**WHAT IS REQUIRED**
Throughout the entries below, report every line where "like" is found.

**RECORDS SUPPLIED**
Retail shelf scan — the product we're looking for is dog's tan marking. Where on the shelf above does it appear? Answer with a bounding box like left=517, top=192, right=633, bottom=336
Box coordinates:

==

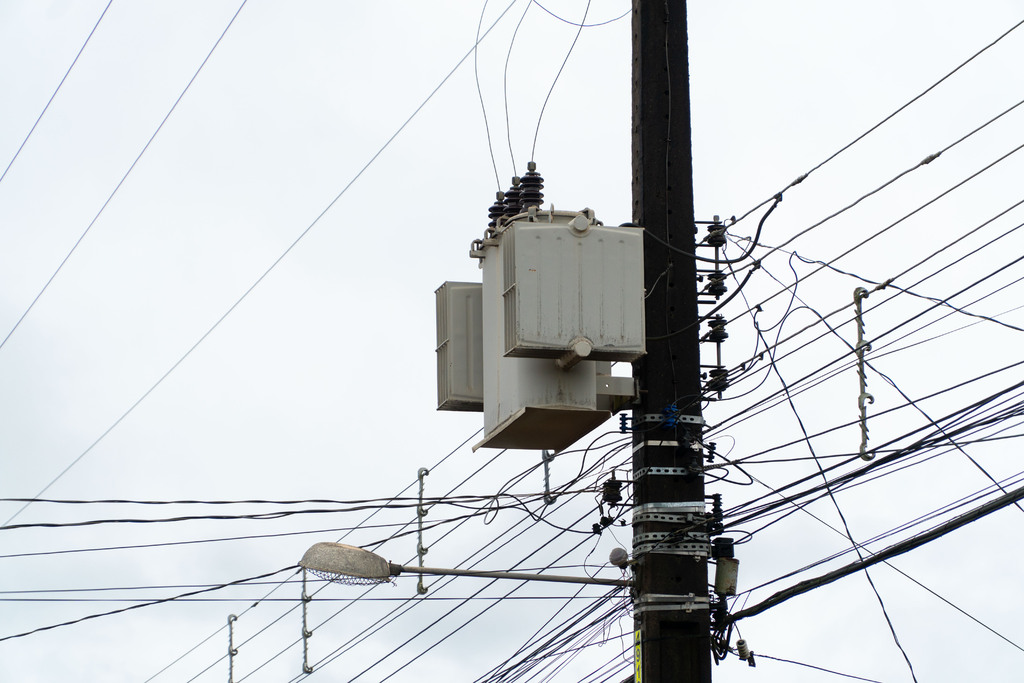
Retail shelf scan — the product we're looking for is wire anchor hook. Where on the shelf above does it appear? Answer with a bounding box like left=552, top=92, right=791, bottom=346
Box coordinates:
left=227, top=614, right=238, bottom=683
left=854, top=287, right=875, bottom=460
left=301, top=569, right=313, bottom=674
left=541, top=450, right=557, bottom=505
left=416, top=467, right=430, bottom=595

**ANSWER TO THIS TASK**
Retail shelf scan — the product we're looking for is dog's tan marking. Where on the shelf above does it appear? Answer with a bounding box like left=517, top=192, right=633, bottom=336
Retail shelf scan — the product we're looking for is wire anchor hook. Where on the shelf above does it appear? Answer with a bounding box like left=552, top=92, right=791, bottom=346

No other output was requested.